* [WHAT IS BEING ASKED]
Please retype the records below exactly, leaving out any pictures.

* [RECORDS FOR PROCESSING]
+++++

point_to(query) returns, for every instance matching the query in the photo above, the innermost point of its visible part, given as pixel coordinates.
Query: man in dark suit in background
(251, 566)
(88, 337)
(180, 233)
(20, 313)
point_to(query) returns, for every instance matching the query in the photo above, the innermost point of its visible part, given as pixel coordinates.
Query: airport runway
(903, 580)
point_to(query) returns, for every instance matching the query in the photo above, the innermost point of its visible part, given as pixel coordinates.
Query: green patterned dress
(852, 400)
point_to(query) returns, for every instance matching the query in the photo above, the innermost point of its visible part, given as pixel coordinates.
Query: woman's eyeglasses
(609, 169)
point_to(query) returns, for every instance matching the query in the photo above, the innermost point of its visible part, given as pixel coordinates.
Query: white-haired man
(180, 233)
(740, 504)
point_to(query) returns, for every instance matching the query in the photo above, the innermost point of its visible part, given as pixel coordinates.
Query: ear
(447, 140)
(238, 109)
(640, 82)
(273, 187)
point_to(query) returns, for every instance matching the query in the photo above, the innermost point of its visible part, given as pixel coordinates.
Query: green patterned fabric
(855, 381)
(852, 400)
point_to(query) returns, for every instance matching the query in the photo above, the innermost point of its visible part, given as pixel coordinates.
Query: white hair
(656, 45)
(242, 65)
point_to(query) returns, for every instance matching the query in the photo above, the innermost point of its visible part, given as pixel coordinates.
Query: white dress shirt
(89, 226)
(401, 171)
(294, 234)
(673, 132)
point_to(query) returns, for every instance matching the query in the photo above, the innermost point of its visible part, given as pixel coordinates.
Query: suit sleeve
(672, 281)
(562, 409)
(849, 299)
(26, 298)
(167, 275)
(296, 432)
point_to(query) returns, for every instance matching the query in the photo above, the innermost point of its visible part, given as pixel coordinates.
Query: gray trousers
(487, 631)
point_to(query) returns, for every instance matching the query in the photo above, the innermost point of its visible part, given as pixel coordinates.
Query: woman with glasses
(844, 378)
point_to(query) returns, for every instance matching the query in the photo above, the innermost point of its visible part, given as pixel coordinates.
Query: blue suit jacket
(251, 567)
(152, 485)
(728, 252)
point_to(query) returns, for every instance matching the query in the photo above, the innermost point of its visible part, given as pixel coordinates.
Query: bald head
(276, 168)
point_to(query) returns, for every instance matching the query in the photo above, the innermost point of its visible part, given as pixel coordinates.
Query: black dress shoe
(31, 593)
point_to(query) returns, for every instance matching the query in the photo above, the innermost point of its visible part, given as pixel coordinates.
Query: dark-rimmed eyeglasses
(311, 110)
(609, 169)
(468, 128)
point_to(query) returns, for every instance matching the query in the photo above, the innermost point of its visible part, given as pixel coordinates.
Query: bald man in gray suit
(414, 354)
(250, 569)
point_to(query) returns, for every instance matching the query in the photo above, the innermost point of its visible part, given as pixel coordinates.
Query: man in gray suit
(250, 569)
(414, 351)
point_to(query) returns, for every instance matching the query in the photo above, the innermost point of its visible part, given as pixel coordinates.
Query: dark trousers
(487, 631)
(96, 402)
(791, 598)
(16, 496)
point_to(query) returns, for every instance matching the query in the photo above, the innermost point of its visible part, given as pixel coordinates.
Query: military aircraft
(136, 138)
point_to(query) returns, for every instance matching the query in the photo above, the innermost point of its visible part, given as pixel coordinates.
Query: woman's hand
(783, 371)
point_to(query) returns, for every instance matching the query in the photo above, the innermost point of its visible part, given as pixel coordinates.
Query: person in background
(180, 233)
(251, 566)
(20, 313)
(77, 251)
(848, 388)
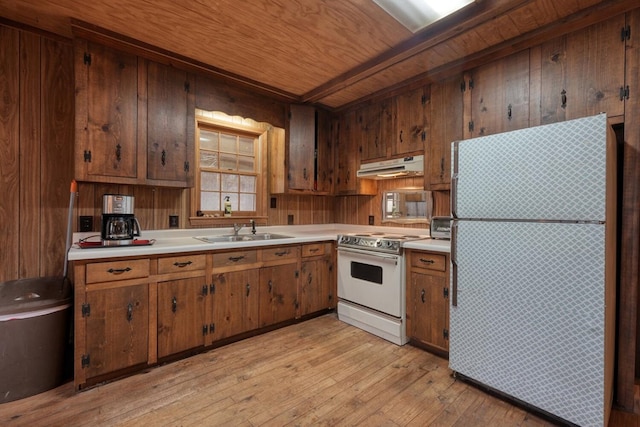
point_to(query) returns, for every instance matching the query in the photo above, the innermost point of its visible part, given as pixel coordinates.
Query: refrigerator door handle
(454, 180)
(454, 264)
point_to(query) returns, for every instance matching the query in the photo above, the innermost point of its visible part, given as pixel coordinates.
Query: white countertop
(183, 240)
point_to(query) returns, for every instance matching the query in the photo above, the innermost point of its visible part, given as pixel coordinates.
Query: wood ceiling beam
(462, 21)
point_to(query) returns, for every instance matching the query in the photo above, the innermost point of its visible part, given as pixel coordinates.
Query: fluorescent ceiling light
(417, 14)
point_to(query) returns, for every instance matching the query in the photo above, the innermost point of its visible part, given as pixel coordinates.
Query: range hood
(395, 168)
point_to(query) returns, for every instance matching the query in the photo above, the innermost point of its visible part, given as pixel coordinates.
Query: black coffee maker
(119, 225)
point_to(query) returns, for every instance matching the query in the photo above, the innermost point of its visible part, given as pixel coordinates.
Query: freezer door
(530, 314)
(550, 172)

+++++

* [RESULT OF THE EXERCISE]
point_to(query) returns, for every instance matching the query in the photo above, the innermost point of its visible part, given as pixel coordinates.
Query: man in dark suit in background
(251, 566)
(88, 337)
(180, 233)
(20, 313)
point_to(query) returns, for every instance matching the query in the photo above, the innermost point of its visible part, given as pixel coordinates.
Query: airport runway
(903, 580)
point_to(query) returns, for every instance matching the query in the photo above, the innermost point of its visible part, given as pixel coordinates.
Query: green patterned dress
(852, 400)
point_to(query) returns, for every instance matching the query in the photo above, the innermost point of its visible part, given as pixel coordinates.
Query: woman's eyeglasses
(609, 169)
point_to(query) returns, for every instance matching the query in the photo above, the innermost point of its visible part, given as pixel coordinates.
Query: white-haired man
(180, 233)
(740, 504)
point_to(query) returns, for every instance matching the query in the photo above, the innermost point of its visible part, given as pixel coordinates.
Query: ear
(447, 140)
(238, 109)
(640, 82)
(273, 187)
point_to(query) returns, for every instance matching the query in the photo above, the innermost point of its visible part, given as pixel coordinates.
Query: green patterned fabric
(855, 381)
(852, 400)
point_to(query) returns, for every instance matching the query in the photo above, the innermost point of its visible part, given as pixel coordinates.
Query: white hair
(656, 45)
(242, 65)
point_to(query) returns, for every instance matching the query in the photo above, the innermost point of its visible part, given as pixel coordinates.
Query: white dress shirt
(89, 226)
(401, 171)
(294, 234)
(673, 132)
point_to(query) returns, for every instance matching the query in the photo above, the innermost point of its visible part, given as pixel coordinates.
Query: suit sleeve
(672, 281)
(562, 409)
(849, 299)
(26, 298)
(167, 275)
(296, 432)
point_to(query) returns, for every instance matching the query in the photo above, the innermost point of its visible part, given as pixel coordinates.
Query: gray trousers
(487, 631)
point_to(query) returns, for every instance matching the query in the photo above, the innermost point of its visible part, given as pixel coordinates.
Query: woman with glasses
(844, 378)
point_to(query) returns, for every instance matching the query in the photo above, the innermost point of its visible part, given as pixel coordinates.
Query: blue suit jacket
(251, 567)
(152, 485)
(728, 252)
point_to(query) returns, for every instance matching the query in the photo above, the innermost point of its visible part, given as pixel coordinates.
Query: bald head
(276, 168)
point_to(query) returns, for every instance matching the query in the photo above, the innermost point of its visible part, given as pixel coordinates.
Query: black dress shoe
(31, 593)
point_to(query) returns, for every instance matching the query in the photo above, the innermost point of its visible part, given as pixel coordinates.
Query: dark-rimmed eyeglasses
(311, 110)
(609, 169)
(468, 128)
point_to(query) returns, for every instance matching the query in the photo above, the innermost point of its visible part, given as pixel coordinates.
Query: bald man in gray suit
(414, 354)
(250, 569)
point_to(query) returns, for every instance matching the query in the photo above, the innermost point of its visible part, given as pixel coordinates.
Query: man in gray suit
(250, 569)
(414, 351)
point_to(query) returns, for every instance matching the query in the photo above, the innermost point of its visible part, given as pixel coordinates.
Query: dark trousers
(487, 631)
(96, 402)
(791, 598)
(16, 496)
point_to(query) returns, for every instance matching the query in the photo above, the innermost point of its visible part, given as pixel coordinates.
Query: military aircraft
(136, 138)
point_to(query) returns, for every instance matching the query in the photo above, the innermost point of its visible part, given as pixel coordinates.
Query: woman's hand
(783, 371)
point_to(query) returns, for every instance matching the query in the photo above, the innermost point of its visible part, given as pixel coordinates.
Query: person in background
(180, 233)
(251, 566)
(20, 313)
(77, 251)
(848, 388)
point_to(query) returns, for every instance matching the query in the photo above, the innermost point of its visible part, given as pixel coordinates.
Query: refrigerator door handle
(454, 180)
(454, 264)
point_to(query) returns, for every instance matching the query in the photo above, the innermost point of its visible part, given as pixel coordinates.
Query: white countertop
(183, 240)
point_to(query) returns, for every instance matching the query in the photo above, the innermost point of its visible part, given as pixel coordinates.
Query: wood ceiling beam
(462, 21)
point_to(query) returns, for every instance matching the query in the photo above, the innermost point of its visible part, given as pixel coordinates.
Query: fluorescent ceiling light
(417, 14)
point_to(query) returns, for every instance matching the query in the photo above, the innermost point of its visible part, given as pixel coordinates.
Query: range hood
(395, 168)
point_to(query) returns, for every instance matching the query in the photo above, the innermost point of its visible part, given as pixel coordinates.
Query: black coffee maker
(119, 225)
point_to(query) returns, for every instance matching the query in the photo above, the innermost point of its visible part, given as pixel coordinates.
Query: freezer door
(530, 314)
(550, 172)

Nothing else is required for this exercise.